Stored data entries
§ §

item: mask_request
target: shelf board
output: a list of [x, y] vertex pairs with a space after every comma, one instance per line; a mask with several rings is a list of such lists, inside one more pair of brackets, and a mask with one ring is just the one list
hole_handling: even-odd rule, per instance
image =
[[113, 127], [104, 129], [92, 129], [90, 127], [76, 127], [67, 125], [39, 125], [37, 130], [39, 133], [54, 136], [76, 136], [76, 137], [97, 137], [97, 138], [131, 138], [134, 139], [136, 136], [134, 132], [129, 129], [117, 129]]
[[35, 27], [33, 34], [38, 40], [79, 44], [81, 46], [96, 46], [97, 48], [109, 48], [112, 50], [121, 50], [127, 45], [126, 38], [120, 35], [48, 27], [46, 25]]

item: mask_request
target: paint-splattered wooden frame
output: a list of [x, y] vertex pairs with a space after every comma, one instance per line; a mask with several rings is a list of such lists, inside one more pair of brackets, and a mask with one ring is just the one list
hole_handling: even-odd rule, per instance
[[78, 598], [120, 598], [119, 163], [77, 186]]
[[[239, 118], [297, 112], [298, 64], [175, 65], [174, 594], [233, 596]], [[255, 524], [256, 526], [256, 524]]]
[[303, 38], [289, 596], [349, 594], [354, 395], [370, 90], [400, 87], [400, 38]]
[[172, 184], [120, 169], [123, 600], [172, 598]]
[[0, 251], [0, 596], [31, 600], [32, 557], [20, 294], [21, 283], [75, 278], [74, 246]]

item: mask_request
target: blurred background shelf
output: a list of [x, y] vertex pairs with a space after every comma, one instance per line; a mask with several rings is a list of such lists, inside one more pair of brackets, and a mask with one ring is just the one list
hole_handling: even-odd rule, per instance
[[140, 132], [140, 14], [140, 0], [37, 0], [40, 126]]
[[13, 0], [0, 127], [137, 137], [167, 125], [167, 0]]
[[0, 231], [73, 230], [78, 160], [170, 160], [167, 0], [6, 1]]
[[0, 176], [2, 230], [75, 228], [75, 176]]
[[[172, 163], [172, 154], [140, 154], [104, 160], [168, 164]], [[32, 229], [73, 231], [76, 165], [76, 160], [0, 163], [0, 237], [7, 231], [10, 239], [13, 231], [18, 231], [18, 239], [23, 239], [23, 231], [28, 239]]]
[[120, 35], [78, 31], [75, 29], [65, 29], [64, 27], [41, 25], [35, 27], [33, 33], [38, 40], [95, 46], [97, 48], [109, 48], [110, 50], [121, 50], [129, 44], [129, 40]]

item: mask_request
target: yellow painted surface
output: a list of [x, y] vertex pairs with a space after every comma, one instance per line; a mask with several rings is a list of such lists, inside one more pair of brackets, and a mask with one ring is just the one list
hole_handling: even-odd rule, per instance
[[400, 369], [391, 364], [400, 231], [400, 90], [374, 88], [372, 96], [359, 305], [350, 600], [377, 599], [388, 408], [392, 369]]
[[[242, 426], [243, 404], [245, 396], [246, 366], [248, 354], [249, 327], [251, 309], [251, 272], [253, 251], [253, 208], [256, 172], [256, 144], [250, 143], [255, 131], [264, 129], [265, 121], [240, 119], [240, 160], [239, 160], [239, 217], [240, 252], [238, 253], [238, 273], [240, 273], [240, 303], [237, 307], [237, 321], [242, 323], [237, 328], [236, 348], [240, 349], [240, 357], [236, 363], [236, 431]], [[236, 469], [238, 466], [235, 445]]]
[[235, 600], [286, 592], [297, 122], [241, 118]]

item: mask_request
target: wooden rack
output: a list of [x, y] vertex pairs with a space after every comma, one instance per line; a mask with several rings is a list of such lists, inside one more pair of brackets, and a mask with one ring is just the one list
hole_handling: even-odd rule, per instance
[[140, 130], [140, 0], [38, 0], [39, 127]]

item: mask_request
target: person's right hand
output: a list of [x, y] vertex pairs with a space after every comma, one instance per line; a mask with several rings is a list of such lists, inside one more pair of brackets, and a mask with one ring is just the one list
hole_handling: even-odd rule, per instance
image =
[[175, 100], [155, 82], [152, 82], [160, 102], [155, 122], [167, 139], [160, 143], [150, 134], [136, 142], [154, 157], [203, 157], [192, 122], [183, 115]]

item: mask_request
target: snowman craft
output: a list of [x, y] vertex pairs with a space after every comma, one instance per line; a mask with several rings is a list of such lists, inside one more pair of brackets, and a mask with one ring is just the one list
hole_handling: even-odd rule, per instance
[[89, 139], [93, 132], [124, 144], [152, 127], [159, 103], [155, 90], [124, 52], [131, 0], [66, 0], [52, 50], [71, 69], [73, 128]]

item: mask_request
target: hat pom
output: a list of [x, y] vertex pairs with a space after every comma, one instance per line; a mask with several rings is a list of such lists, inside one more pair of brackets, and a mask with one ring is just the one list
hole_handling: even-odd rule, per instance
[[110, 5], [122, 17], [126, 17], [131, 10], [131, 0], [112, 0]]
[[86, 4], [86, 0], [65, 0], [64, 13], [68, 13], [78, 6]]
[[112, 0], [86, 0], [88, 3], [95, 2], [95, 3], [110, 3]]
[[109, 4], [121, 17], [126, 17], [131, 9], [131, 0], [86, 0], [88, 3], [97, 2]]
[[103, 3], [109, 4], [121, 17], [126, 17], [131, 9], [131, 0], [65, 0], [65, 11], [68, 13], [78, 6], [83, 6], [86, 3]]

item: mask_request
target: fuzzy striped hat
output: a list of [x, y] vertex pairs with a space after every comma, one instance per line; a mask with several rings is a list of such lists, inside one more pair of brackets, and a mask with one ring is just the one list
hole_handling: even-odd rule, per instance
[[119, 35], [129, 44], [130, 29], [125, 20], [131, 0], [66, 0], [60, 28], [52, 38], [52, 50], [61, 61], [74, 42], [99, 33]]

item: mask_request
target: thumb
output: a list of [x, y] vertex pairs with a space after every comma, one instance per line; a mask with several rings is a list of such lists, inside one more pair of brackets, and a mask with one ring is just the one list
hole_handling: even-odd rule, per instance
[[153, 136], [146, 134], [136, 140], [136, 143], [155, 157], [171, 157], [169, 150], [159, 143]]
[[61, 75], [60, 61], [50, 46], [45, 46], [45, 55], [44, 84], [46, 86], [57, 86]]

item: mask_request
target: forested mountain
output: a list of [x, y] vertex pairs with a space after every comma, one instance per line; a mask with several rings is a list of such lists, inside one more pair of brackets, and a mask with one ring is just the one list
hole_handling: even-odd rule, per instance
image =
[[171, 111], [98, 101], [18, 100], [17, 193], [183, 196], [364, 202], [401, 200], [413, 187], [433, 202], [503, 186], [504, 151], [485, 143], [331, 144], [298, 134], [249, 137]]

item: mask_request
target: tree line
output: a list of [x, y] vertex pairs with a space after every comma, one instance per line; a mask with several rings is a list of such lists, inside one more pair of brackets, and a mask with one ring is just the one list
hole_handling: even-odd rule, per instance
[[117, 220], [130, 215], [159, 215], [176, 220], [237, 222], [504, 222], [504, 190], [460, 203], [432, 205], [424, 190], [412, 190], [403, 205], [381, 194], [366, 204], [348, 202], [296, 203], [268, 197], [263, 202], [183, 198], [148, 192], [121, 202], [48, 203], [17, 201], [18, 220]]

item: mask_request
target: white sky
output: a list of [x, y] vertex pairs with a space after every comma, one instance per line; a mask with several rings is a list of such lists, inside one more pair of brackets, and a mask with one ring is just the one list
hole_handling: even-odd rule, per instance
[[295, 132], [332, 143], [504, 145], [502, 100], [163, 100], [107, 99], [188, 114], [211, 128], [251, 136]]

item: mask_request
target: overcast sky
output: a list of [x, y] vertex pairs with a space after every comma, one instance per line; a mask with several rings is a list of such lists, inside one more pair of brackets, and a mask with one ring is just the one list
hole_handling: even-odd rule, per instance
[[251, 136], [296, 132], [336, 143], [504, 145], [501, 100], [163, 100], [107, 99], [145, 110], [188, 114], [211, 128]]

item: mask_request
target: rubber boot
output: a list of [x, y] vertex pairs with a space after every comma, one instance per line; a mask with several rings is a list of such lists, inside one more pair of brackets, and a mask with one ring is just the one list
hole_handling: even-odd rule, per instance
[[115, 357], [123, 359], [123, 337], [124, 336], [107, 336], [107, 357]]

§ §

_PROBLEM STATEMENT_
Which lines of the records above hold the word "wooden"? Copy each one out.

_TASK RESULT_
target: paint-splattered wooden frame
target: wooden rack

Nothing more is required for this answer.